====== DATA ENTRIES ======

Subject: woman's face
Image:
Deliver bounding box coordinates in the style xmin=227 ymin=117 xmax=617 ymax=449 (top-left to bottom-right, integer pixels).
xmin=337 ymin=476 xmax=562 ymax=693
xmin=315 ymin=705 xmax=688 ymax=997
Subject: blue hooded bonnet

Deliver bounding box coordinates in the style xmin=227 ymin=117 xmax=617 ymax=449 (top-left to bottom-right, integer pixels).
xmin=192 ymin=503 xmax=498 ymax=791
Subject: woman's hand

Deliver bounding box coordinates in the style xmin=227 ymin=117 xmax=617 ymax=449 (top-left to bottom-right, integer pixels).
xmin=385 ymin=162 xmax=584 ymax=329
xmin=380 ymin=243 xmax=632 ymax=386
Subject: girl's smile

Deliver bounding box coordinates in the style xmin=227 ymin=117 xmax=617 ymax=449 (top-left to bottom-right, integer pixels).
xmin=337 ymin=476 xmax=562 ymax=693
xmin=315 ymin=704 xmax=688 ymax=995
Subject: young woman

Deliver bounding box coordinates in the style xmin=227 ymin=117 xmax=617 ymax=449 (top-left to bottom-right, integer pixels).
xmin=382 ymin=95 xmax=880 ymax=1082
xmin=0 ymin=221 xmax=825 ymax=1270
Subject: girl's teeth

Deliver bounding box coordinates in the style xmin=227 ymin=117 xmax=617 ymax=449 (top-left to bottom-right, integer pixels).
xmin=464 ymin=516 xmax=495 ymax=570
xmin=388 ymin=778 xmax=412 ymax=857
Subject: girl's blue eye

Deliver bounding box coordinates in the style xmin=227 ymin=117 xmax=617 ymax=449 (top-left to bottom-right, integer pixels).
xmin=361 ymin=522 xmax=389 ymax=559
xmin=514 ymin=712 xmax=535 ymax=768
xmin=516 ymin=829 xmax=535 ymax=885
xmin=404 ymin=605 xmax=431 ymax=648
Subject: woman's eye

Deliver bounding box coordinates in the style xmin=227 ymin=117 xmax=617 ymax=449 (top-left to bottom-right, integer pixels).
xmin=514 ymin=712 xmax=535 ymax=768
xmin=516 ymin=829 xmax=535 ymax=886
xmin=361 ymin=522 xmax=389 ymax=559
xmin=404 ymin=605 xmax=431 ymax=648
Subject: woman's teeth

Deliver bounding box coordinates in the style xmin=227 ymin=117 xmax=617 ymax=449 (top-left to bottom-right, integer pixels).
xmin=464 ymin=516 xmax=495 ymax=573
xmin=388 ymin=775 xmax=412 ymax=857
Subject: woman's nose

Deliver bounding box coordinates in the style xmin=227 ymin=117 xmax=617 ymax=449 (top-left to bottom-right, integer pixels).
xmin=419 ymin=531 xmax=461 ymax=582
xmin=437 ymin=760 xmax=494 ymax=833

======

### WHAT THE TASK REQUIRES
Please turn the entries above into a Markdown table with two columns, Number and Line, giving each non-blank line its own row numbered in order. Leave out the blank lines.

### SOLVED PROBLEM
| Number | Line |
|---|---|
| 1 | Subject: woman's face |
| 2 | Image: |
| 3 | Deliver bounding box coordinates in the style xmin=227 ymin=117 xmax=617 ymax=449 (top-left to bottom-right, integer pixels). |
| 4 | xmin=337 ymin=476 xmax=562 ymax=693 |
| 5 | xmin=315 ymin=705 xmax=688 ymax=997 |
| 6 | Subject: blue hooded bonnet |
| 7 | Deliver bounding box coordinates in the style xmin=227 ymin=117 xmax=617 ymax=449 (top-left to bottom-right, integer pixels). |
| 8 | xmin=192 ymin=503 xmax=498 ymax=791 |
| 9 | Subject: woman's hand |
| 10 | Deliver bounding box coordinates in the style xmin=227 ymin=117 xmax=617 ymax=449 (top-left to bottom-right, integer pixels). |
| 11 | xmin=385 ymin=162 xmax=584 ymax=329 |
| 12 | xmin=380 ymin=243 xmax=632 ymax=386 |
| 13 | Subject: girl's smile |
| 14 | Deliver bounding box coordinates in the style xmin=227 ymin=117 xmax=617 ymax=449 (top-left to bottom-right, integer pixels). |
| 15 | xmin=337 ymin=476 xmax=562 ymax=693 |
| 16 | xmin=315 ymin=704 xmax=688 ymax=995 |
| 17 | Subject: young woman |
| 18 | Deliver bounding box coordinates in the style xmin=227 ymin=117 xmax=617 ymax=449 (top-left to bottom-right, integer pixels). |
| 19 | xmin=382 ymin=95 xmax=880 ymax=1082 |
| 20 | xmin=0 ymin=221 xmax=825 ymax=1270 |
| 21 | Subject: girl's teeth |
| 22 | Deliver bounding box coordinates in the style xmin=227 ymin=117 xmax=617 ymax=449 (top-left to bottom-right, integer pixels). |
| 23 | xmin=464 ymin=516 xmax=495 ymax=570 |
| 24 | xmin=388 ymin=778 xmax=412 ymax=857 |
| 25 | Subject: girl's blue eye |
| 26 | Deliver bounding box coordinates in the style xmin=227 ymin=117 xmax=617 ymax=449 (top-left to bottom-right, integer pixels). |
| 27 | xmin=361 ymin=522 xmax=389 ymax=559 |
| 28 | xmin=514 ymin=712 xmax=535 ymax=768 |
| 29 | xmin=516 ymin=829 xmax=535 ymax=885 |
| 30 | xmin=404 ymin=605 xmax=431 ymax=648 |
| 31 | Subject: woman's eye |
| 32 | Deliver bounding box coordinates in the style xmin=227 ymin=117 xmax=617 ymax=449 (top-left to bottom-right, integer pixels). |
| 33 | xmin=514 ymin=712 xmax=535 ymax=768 |
| 34 | xmin=516 ymin=829 xmax=535 ymax=886 |
| 35 | xmin=361 ymin=522 xmax=389 ymax=559 |
| 36 | xmin=404 ymin=605 xmax=431 ymax=648 |
| 37 | Subject: woman's teeth |
| 38 | Deliver bounding box coordinates in the style xmin=227 ymin=117 xmax=617 ymax=449 (top-left to bottom-right, integer pixels). |
| 39 | xmin=464 ymin=516 xmax=495 ymax=573 |
| 40 | xmin=388 ymin=775 xmax=412 ymax=857 |
| 41 | Subject: woman's nose |
| 42 | Deliver bounding box coordinates in the style xmin=227 ymin=117 xmax=617 ymax=449 (top-left to bottom-right, integer pixels). |
| 43 | xmin=419 ymin=531 xmax=461 ymax=582 |
| 44 | xmin=437 ymin=760 xmax=494 ymax=833 |